Try it – Every record must be retyped as it stands.

Data records –
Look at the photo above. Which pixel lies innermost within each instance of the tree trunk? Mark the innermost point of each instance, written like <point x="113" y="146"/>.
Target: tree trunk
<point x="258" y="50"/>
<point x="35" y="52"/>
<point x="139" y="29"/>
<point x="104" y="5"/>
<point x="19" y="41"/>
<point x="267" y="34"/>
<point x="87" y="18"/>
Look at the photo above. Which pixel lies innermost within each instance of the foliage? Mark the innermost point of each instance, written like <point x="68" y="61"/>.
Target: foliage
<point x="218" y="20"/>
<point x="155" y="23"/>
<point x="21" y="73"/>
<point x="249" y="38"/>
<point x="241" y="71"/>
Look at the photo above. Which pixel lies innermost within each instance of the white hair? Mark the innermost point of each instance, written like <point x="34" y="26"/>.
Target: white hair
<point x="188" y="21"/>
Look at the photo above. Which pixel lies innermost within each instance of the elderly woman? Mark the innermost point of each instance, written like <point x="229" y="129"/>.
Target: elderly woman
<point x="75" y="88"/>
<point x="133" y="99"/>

Answer to this problem –
Look at the photo above. Which pixel lies innermost within each instance of the tree trunk? Mark the innermost point of each instance, written like <point x="113" y="146"/>.
Target: tree trunk
<point x="258" y="50"/>
<point x="35" y="52"/>
<point x="139" y="29"/>
<point x="104" y="5"/>
<point x="19" y="41"/>
<point x="267" y="34"/>
<point x="87" y="18"/>
Look at the photo above. Which pixel lies innermost within each instance of the foliage? Mark the innermost point of each instance, written like <point x="68" y="61"/>.
Target: foliage
<point x="218" y="20"/>
<point x="155" y="23"/>
<point x="21" y="73"/>
<point x="249" y="38"/>
<point x="241" y="71"/>
Look at the photo above. Which pixel lies innermost within each instance of the white hair? Mark the innermost point of each instance, written like <point x="34" y="26"/>.
Target: white hair
<point x="188" y="21"/>
Look at the photo above. Which pixel lies innermost within each instance of the elderly woman? Mark the innermost point of each instance, written like <point x="229" y="129"/>.
Target: elderly woman
<point x="75" y="88"/>
<point x="133" y="99"/>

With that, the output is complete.